- [EXERCISE TASKS]:
• A. In the text about the breast cancer study, what percentage of African American patients underwent the SLN biopsy?
• B. Copy out the breast cancer study text from the words "Breast cancer is" through the words "for SLN biopsy.", substituting "accepted norm" for "standard of care".

- [PROVIDED TEXT]:
################

The study, from the University of Texas MD Anderson Cancer Center, found that African American women with early stage, invasive breast were 12 percent less likely than Caucasian women with the same diagnosis to receive axillary sentinel lymph node (SLN) biopsy, a minimally invasive technique, years after the procedure had become the standard of surgical practice.

The study, presented at the 2012 CTRC-AACR San Antonio Breast Cancer Symposium, also found that those African American women who underwent the older, more invasive procedure, axillary lymph node (ALN) dissection, had higher rates of lymphedema.

Breast cancer is the second leading cause of cancer deaths among American women, but the CDC’s Ileana Arias told the AP recently that black women have “unacceptably high” death rates. She says they have the “highest death rates from breast cancer among all racial and ethnic groups.”

SLN biopsy became accepted as standard of care for the staging of breast cancer in 2002 and the preferred practice by 2007 when the National Comprehensive Cancer Network and other national organizations endorsed the minimally-invasive procedure. The older technique, ALN dissection, is associated with a number of complications, including lymphedema. Black estimates that approximately 75 percent of newly diagnosed breast cancer patients are eligible for SLN biopsy.

“With this research, we wanted to determine if new surgical innovations were being incorporated fairly amongst different patient populations,” says Dalliah Mashon Black, M.D., assistant professor in MD Anderson’s Department of Surgical Oncology. “This study looks at trends over time, comparing appropriate patients who all would have been candidates for the SLN biopsy to see how the new procedure was implemented in African Americans and Caucasians.”

Black is also the study’s first author.

The researchers found that 62 percent of African American patients underwent the SLN biopsy, compared to 74 percent of the Caucasian patients.

################

- [DATA SHOWN]:

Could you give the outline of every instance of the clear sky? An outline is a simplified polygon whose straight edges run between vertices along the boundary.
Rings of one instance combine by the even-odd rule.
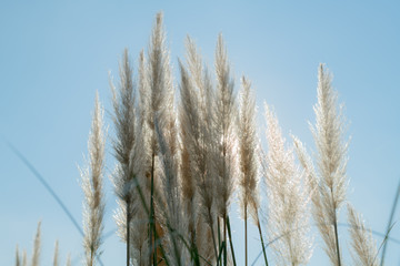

################

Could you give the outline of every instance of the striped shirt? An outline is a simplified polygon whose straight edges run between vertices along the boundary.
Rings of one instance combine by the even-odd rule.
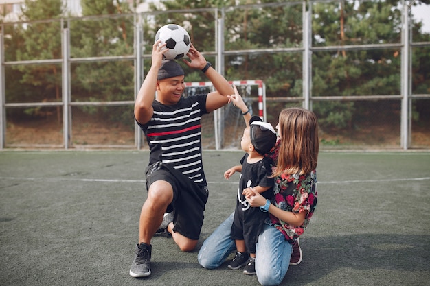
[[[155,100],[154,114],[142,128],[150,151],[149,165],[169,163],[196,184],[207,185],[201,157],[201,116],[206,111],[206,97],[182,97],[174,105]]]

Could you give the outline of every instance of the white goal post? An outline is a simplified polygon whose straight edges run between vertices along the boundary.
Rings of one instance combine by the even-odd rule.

################

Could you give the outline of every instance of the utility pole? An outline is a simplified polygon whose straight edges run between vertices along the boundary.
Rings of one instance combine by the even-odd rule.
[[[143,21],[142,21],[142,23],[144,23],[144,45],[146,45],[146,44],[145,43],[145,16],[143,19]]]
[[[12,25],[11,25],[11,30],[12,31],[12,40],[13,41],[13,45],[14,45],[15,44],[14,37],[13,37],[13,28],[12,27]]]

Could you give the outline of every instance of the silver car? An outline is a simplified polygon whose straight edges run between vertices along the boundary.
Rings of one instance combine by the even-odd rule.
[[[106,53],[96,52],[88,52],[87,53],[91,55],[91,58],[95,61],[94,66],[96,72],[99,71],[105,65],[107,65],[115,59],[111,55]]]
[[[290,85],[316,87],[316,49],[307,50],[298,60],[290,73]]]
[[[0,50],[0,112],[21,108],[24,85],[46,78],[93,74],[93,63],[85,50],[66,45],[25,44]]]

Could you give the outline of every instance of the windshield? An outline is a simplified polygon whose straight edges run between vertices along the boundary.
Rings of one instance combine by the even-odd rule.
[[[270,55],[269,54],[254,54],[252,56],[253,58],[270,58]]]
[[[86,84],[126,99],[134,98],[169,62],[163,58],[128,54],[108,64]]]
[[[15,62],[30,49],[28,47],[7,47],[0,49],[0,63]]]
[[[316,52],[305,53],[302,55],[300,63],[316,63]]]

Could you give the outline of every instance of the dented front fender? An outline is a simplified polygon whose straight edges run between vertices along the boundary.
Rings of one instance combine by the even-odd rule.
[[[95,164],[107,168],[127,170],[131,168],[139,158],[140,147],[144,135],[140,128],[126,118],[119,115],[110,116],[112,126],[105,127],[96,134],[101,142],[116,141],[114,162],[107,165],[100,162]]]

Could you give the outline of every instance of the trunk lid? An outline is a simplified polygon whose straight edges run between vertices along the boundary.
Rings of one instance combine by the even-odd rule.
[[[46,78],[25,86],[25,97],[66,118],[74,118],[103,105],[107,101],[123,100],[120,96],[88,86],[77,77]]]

################

- [ANSWER SET]:
• A. 62 percent

• B.
Breast cancer is the second leading cause of cancer deaths among American women, but the CDC’s Ileana Arias told the AP recently that black women have “unacceptably high” death rates. She says they have the “highest death rates from breast cancer among all racial and ethnic groups.”

SLN biopsy became accepted as accepted norm for the staging of breast cancer in 2002 and the preferred practice by 2007 when the National Comprehensive Cancer Network and other national organizations endorsed the minimally-invasive procedure. The older technique, ALN dissection, is associated with a number of complications, including lymphedema. Black estimates that approximately 75 percent of newly diagnosed breast cancer patients are eligible for SLN biopsy.